Dataset entries:
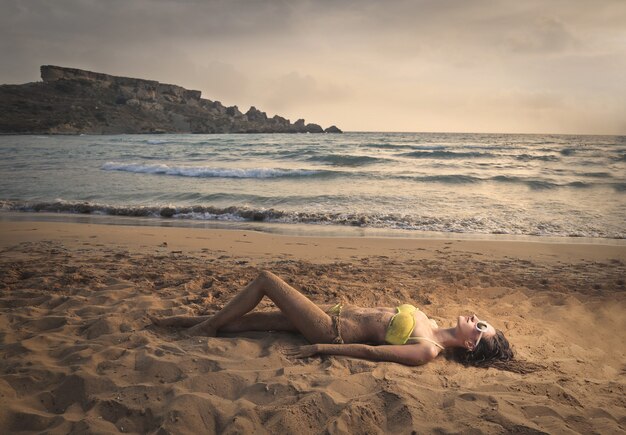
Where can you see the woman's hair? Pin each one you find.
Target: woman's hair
(491, 351)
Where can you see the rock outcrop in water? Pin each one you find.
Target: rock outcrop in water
(72, 101)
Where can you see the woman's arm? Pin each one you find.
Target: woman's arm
(411, 355)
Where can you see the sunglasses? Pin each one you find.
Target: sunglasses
(482, 327)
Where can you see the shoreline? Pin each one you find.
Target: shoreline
(253, 244)
(80, 354)
(294, 229)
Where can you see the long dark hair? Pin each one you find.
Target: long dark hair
(491, 351)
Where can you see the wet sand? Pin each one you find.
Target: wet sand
(79, 355)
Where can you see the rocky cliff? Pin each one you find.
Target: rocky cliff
(70, 101)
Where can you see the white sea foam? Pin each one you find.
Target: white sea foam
(203, 171)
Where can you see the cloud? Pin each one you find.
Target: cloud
(434, 61)
(296, 89)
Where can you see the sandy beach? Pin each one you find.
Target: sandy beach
(78, 353)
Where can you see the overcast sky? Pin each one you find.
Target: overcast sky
(532, 66)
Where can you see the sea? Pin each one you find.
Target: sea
(398, 184)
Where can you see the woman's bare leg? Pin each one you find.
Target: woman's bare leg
(306, 317)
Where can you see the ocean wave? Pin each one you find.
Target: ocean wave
(346, 160)
(543, 158)
(448, 179)
(210, 172)
(468, 224)
(445, 155)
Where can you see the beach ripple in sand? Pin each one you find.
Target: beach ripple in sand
(79, 355)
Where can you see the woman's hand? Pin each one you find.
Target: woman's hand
(301, 351)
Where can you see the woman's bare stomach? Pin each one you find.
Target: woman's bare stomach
(364, 325)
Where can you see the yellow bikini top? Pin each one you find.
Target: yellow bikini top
(401, 326)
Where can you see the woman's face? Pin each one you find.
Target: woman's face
(472, 329)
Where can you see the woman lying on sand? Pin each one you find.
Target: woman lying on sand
(403, 334)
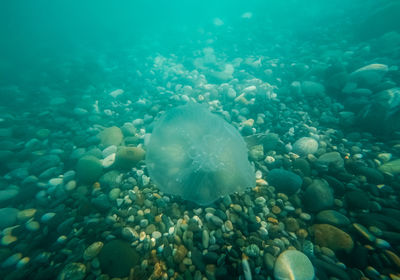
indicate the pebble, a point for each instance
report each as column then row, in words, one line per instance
column 93, row 250
column 216, row 221
column 252, row 250
column 292, row 264
column 332, row 217
column 32, row 226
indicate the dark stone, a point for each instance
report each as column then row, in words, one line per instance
column 117, row 258
column 381, row 221
column 331, row 269
column 359, row 257
column 318, row 196
column 357, row 200
column 337, row 186
column 284, row 181
column 222, row 273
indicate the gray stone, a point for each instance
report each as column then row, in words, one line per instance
column 318, row 196
column 332, row 217
column 292, row 264
column 305, row 146
column 284, row 181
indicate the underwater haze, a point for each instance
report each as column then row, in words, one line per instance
column 254, row 139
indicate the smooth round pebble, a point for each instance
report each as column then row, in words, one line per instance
column 295, row 265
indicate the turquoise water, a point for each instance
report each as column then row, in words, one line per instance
column 309, row 90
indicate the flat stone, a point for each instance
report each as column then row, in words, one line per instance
column 292, row 264
column 332, row 217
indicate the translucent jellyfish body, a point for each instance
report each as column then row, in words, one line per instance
column 197, row 155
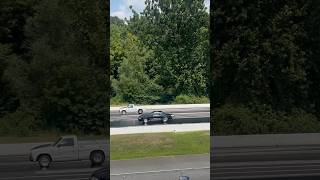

_What is required:_
Leave out the pictures, then return every line of the data exactly.

_Answer section:_
Where can you see the woman's hair? Pin each one you find.
Target: woman's hair
(491, 351)
Where can you see the rock outcrop in water? Pin each one you find.
Target: rock outcrop in water
(72, 101)
Where can you see the woman's arm? Pin each one you find.
Target: woman's arm
(411, 355)
Where can you see the sunglasses? Pin each one you find.
Target: sunglasses
(482, 327)
Where can you see the shoreline? Pin each one you find.
Target: shoreline
(253, 244)
(80, 354)
(294, 229)
Where can you see the long dark hair? Pin each one you find.
Target: long dark hair
(491, 351)
Where can you see the wet sand? Pin each one you find.
Target: wet sand
(79, 355)
Where can you see the rocky cliff? Pin each one you find.
Target: rocky cliff
(70, 101)
Where can you see the white sea foam? Pin each one you find.
Target: white sea foam
(203, 171)
Where can you see the cloud? Pin each one you find.
Target: cloud
(434, 61)
(296, 89)
Where can you see the sandy beach? Pin each one you find.
Target: sandy beach
(78, 353)
Where can you see the overcast sky? Pin each one you find.
Target: overcast sky
(532, 66)
Where can you see the sea? Pin each one you find.
Target: sea
(398, 184)
Where can you see the woman's bare leg? Pin each one you find.
Target: woman's bare leg
(306, 317)
Where can you see the ocean wave? Pin each one you find.
Target: ocean wave
(346, 160)
(543, 158)
(448, 179)
(210, 172)
(468, 224)
(445, 155)
Where can you see the beach ripple in sand? Pin each one you find.
Target: beach ripple in sand
(79, 355)
Where can you see the woman's hand? Pin each one you find.
Target: woman's hand
(301, 351)
Where can you see the woman's bare stomach? Pin each one you find.
Target: woman's bare stomach
(364, 325)
Where can you see the yellow bikini top? Pin each one you find.
Target: yellow bikini top
(401, 326)
Where can you see the woman's face? Pin each one you find.
Target: woman's face
(472, 329)
Where can you see the woman lying on sand? Pin each one you find.
Target: woman lying on sand
(403, 334)
indicate the pebble, a point for each instance
report each as column then row, in words, one line per instance
column 93, row 250
column 216, row 221
column 252, row 250
column 292, row 264
column 332, row 217
column 32, row 226
indicate the dark stone, a point for each instance
report each as column then row, in words, one line per instance
column 117, row 258
column 381, row 221
column 331, row 269
column 359, row 257
column 318, row 196
column 357, row 200
column 337, row 186
column 284, row 181
column 222, row 273
indicate the gray stone, a point for each instance
report each as column then row, in words, one line per instance
column 318, row 196
column 332, row 217
column 292, row 264
column 305, row 146
column 284, row 181
indicate the underwater haze, a point for each instance
report each as column then row, in words, one line per instance
column 254, row 139
indicate the smooth round pebble, a point for each instance
report each as column then row, in words, one line per instance
column 295, row 265
indicate the turquoise water, a point for each instance
report each as column then row, in words, one line per instance
column 309, row 90
indicate the flat stone, a point for each instance
report each as column then row, in words, one line per instance
column 292, row 264
column 332, row 217
indicate the translucent jellyfish body, a point for each instance
report each as column then row, in words, one line per instance
column 197, row 155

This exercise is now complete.